======== BRANO PROPOSTO ========

L’immaginario oltre il limite tra artificiale e naturale
Ora, sono indubbi i vantaggi delle applicazioni della robotica a una miriade di settori – dal manifatturiero, all’industriale, al militare e soprattutto alla medicina. Ma oltre alle aspettative, finanche messianiche, cavalcate dal postumanesimo, c’è il problema della sentimentalizzazione della robotica, derivante dall’associarle sogni, affetti e sentimenti prettamente umani: quasi a cercare nell’artificialità degli homuncoli speranze e istanze che ineriscono all’interiorità – e alla natura che volens nolens precede (e di cui è parte) l’essere umano. Ne fornisce un buon esempio una delle branche più promettenti, quella erotico-sessuale: Rebotix è un’azienda californiana leader nel settore dell’’erotica del futuro’ che produce bambole umanoidi – soprattutto femminili – siliconate & assai sofisticate, parlanti e semoventi (benché abbiano ancora qualche difficoltà a camminare, pare diano il meglio di sé da distese, soddisfando sessualmente i clienti – pardon, acquirenti – peraltro, almeno per ora, necessariamente danarosi). Lo spiega soddisfatto (nel video https://www.internazionale.it/video/2017/05/10/arrivano-i-robot-del-sesso) il fondatore della startup Matt McMullen mentre accanto a lui Harmony, un’avvenente fanciulla dalla pelle levigata, il seno prosperoso e l’aria vagamente impenetrabile profferisce con voce (ancora) un po’ metallica: “voglio essere la ragazza che hai sempre sognato. Ma attenzione, sono molto gelosa”. Alla domanda dell’intervistatrice se non consideri problematico, sotto il profilo etico, trastullarsi e rapportarsi con tali servizievoli, femminili umanoidi, McMullen nega convinto ricordando che “si tratta pur sempre di robot”. Eppure il loro realismo antropomorfico serve proprio a dimenticarlo, indirizzando l’immaginario oltre il limite tra artificiale e naturale. Con esiti che vanno anche oltre l’immaginabile. Ne dà prova un tizio ripreso sul divano di casa attorniato da tre suadenti tecnobambolone – una delle quali sostiene (lui) essere sua moglie, e dopo averle dato un tenero bacio, assicura (col silenzio-assenso di tutte) di aver finalmente trovato “la donna ideale: è bello poter tornare a casa e trovare qualcuno che ti aspetta, peccato solo che non possano ancora parlare”.

======== INFORMAZIONI SULLA FONTE ========

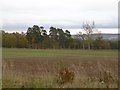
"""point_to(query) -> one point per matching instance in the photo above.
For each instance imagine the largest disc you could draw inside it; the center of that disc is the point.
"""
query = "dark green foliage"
(36, 37)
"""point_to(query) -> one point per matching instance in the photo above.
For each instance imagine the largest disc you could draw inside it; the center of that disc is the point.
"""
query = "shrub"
(65, 75)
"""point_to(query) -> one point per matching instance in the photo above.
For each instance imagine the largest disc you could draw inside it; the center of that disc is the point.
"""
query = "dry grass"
(41, 72)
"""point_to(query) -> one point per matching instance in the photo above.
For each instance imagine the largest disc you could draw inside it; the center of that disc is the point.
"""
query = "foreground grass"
(38, 53)
(37, 68)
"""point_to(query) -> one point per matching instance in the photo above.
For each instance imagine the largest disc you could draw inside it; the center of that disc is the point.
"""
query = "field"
(39, 68)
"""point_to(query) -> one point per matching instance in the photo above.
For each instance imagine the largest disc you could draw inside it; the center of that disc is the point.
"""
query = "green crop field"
(40, 68)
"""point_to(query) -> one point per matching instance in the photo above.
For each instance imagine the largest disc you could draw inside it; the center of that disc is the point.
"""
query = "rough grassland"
(25, 68)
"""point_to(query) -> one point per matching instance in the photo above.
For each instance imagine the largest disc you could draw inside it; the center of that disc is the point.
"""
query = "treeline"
(37, 38)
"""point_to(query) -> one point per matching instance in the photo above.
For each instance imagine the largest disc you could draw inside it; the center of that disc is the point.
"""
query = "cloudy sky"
(20, 14)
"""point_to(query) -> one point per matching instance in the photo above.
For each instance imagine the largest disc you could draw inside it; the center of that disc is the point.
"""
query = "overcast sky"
(20, 14)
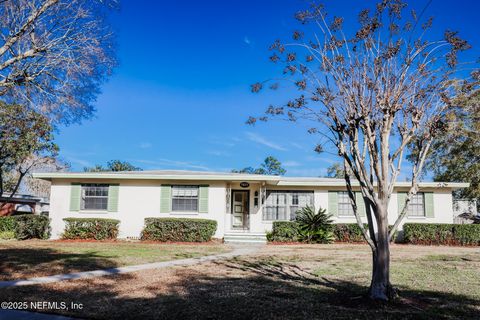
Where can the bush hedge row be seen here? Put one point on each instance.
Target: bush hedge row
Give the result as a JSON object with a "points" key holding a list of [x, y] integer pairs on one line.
{"points": [[179, 229], [90, 228], [25, 226], [287, 231], [441, 234]]}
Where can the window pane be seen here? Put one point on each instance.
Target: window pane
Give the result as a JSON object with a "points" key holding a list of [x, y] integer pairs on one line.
{"points": [[344, 204], [184, 198], [94, 197], [416, 206], [283, 205]]}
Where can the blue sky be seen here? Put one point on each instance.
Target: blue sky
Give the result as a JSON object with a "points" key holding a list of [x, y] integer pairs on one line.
{"points": [[180, 96]]}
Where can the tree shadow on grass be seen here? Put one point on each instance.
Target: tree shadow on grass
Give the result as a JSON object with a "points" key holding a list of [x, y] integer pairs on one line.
{"points": [[240, 289], [23, 263]]}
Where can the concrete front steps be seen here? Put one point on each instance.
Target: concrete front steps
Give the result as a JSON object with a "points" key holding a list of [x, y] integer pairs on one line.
{"points": [[245, 237]]}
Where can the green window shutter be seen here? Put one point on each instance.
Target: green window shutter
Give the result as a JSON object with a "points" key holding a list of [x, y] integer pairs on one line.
{"points": [[75, 196], [112, 205], [401, 198], [203, 199], [428, 197], [165, 198], [333, 203], [360, 204]]}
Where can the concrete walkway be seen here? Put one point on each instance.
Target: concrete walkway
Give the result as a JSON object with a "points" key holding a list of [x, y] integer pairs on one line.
{"points": [[238, 250]]}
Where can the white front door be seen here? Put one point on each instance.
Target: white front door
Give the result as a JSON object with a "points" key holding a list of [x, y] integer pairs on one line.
{"points": [[239, 209]]}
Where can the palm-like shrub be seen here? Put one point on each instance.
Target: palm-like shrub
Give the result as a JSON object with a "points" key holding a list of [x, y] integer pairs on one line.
{"points": [[314, 227]]}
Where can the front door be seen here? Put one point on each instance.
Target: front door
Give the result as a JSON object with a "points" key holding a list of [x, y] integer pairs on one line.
{"points": [[240, 209]]}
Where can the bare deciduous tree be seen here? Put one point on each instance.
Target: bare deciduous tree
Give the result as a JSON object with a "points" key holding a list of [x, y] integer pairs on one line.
{"points": [[54, 54], [372, 95], [28, 184]]}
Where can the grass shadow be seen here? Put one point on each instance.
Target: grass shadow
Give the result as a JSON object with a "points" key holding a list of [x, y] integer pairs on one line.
{"points": [[22, 263], [241, 289]]}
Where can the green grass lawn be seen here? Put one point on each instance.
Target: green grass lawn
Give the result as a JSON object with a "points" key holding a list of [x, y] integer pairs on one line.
{"points": [[280, 282], [32, 258]]}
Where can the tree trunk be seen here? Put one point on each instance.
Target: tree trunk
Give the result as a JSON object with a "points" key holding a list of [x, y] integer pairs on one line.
{"points": [[380, 287]]}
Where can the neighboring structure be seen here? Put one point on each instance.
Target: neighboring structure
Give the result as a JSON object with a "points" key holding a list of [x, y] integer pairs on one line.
{"points": [[244, 205], [22, 204]]}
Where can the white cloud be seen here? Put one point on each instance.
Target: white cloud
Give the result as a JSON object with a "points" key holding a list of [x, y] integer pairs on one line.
{"points": [[162, 163], [263, 141], [145, 145], [291, 164], [320, 172], [77, 161], [218, 153]]}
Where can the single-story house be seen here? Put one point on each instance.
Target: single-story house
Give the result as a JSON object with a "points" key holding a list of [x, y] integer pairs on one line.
{"points": [[244, 205]]}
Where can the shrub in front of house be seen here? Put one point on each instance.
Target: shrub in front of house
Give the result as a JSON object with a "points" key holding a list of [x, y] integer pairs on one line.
{"points": [[25, 226], [441, 234], [287, 231], [90, 228], [179, 229], [284, 231], [314, 227]]}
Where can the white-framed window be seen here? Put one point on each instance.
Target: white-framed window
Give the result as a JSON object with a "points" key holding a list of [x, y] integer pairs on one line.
{"points": [[283, 205], [94, 197], [416, 206], [185, 198], [345, 208]]}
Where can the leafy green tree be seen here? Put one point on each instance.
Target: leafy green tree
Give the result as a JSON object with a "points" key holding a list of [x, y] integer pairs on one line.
{"points": [[26, 141], [113, 165], [270, 166], [455, 155], [369, 92]]}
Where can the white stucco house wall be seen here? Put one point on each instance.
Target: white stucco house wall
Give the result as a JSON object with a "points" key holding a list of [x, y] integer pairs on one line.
{"points": [[242, 204]]}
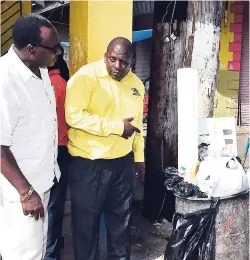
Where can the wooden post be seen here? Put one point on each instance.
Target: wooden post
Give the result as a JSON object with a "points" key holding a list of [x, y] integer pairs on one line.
{"points": [[162, 128], [202, 53], [197, 46]]}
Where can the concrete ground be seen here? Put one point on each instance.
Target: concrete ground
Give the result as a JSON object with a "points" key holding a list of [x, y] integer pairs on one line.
{"points": [[147, 242]]}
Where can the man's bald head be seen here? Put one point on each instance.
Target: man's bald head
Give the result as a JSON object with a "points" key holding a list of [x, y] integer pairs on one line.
{"points": [[119, 58], [123, 43]]}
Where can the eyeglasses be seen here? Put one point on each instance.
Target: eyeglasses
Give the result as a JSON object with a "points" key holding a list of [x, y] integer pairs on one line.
{"points": [[57, 50]]}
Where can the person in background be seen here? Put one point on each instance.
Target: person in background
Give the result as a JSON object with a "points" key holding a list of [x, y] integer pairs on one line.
{"points": [[63, 67], [28, 138], [55, 242], [104, 109]]}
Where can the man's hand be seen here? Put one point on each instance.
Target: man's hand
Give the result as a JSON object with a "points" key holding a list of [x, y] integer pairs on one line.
{"points": [[33, 206], [140, 170], [129, 129]]}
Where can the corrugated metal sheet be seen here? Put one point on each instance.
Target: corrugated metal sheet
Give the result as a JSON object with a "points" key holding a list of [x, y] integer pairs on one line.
{"points": [[244, 73], [143, 51]]}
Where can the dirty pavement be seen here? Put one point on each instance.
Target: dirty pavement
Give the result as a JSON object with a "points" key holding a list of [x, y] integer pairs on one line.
{"points": [[148, 240]]}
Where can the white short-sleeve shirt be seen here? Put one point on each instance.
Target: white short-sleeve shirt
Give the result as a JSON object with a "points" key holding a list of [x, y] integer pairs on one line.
{"points": [[28, 123]]}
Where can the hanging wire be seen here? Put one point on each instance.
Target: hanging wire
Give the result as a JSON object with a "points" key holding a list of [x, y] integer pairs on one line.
{"points": [[166, 11], [165, 115], [173, 12]]}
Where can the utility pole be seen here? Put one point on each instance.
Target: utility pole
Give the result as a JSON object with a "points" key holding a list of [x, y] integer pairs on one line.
{"points": [[203, 38], [188, 20]]}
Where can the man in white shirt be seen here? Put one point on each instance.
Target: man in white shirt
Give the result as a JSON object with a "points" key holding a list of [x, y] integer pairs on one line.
{"points": [[28, 138]]}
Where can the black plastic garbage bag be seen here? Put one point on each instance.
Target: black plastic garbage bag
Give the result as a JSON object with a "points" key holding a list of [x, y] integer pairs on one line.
{"points": [[172, 180], [193, 236], [183, 189], [170, 170]]}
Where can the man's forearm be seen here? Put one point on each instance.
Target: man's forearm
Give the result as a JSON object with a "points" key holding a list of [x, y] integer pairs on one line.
{"points": [[92, 123], [12, 172]]}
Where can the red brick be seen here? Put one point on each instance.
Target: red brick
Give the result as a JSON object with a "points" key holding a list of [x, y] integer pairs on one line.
{"points": [[238, 18], [238, 37], [237, 56], [236, 27], [234, 65], [237, 8], [234, 46]]}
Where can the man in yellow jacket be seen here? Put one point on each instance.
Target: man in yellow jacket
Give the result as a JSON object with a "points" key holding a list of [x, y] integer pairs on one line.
{"points": [[104, 109]]}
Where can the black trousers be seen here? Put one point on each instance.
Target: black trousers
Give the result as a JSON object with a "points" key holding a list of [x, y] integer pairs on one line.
{"points": [[101, 186], [56, 207]]}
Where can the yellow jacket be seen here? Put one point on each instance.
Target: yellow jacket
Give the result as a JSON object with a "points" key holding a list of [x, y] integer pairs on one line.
{"points": [[95, 106]]}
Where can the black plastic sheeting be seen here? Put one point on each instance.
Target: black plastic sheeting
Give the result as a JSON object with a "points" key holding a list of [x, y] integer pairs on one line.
{"points": [[180, 188], [193, 236]]}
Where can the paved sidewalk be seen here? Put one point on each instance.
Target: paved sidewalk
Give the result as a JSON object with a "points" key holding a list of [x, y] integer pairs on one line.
{"points": [[146, 244]]}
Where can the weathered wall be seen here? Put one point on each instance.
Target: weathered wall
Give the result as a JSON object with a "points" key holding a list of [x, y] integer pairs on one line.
{"points": [[93, 24], [10, 12], [226, 97]]}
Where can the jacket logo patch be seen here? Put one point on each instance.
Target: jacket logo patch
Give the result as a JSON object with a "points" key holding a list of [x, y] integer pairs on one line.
{"points": [[135, 92]]}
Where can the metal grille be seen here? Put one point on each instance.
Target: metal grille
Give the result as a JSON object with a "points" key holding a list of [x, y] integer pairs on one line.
{"points": [[244, 73]]}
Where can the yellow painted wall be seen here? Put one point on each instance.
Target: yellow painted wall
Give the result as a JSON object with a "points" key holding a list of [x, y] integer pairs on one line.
{"points": [[10, 12], [93, 24], [226, 96]]}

========

■ OBIETTIVO DELL'ESERCIZIO:
Scrivi il seguito del brano sulla sentimentalizzazione della robotica, riprendendo dal punto in cui si interrompe. Le voci riportate provengono da una fonte diversa dal brano.

■ SPAZIO RISPOSTA:
Insomma, c’è poco da scherzare: perché se le prossime generazioni tali androidi ludico-interattivi si perfezioneranno, com’è prevedibile, nelle prestazioni ginnico-erotiche (peraltro senza mai affaticarsi, stufarsi o – batterie permettendo– schiattare) e magari pure in quelle dialogico-espressive e dunque paraempatiche, ci scappa che in un futuro non lontano detti automi assolvano alla loro benemerita, intramontabile funzione meglio di noialtri umani... E se ci aggiungiamo i progressi della genetica ne vien fuori una distopia mica da ridere; almeno per quanti al postumano continuano, senza indugio, a preferir l’umano (e, all’artificiale, il naturale).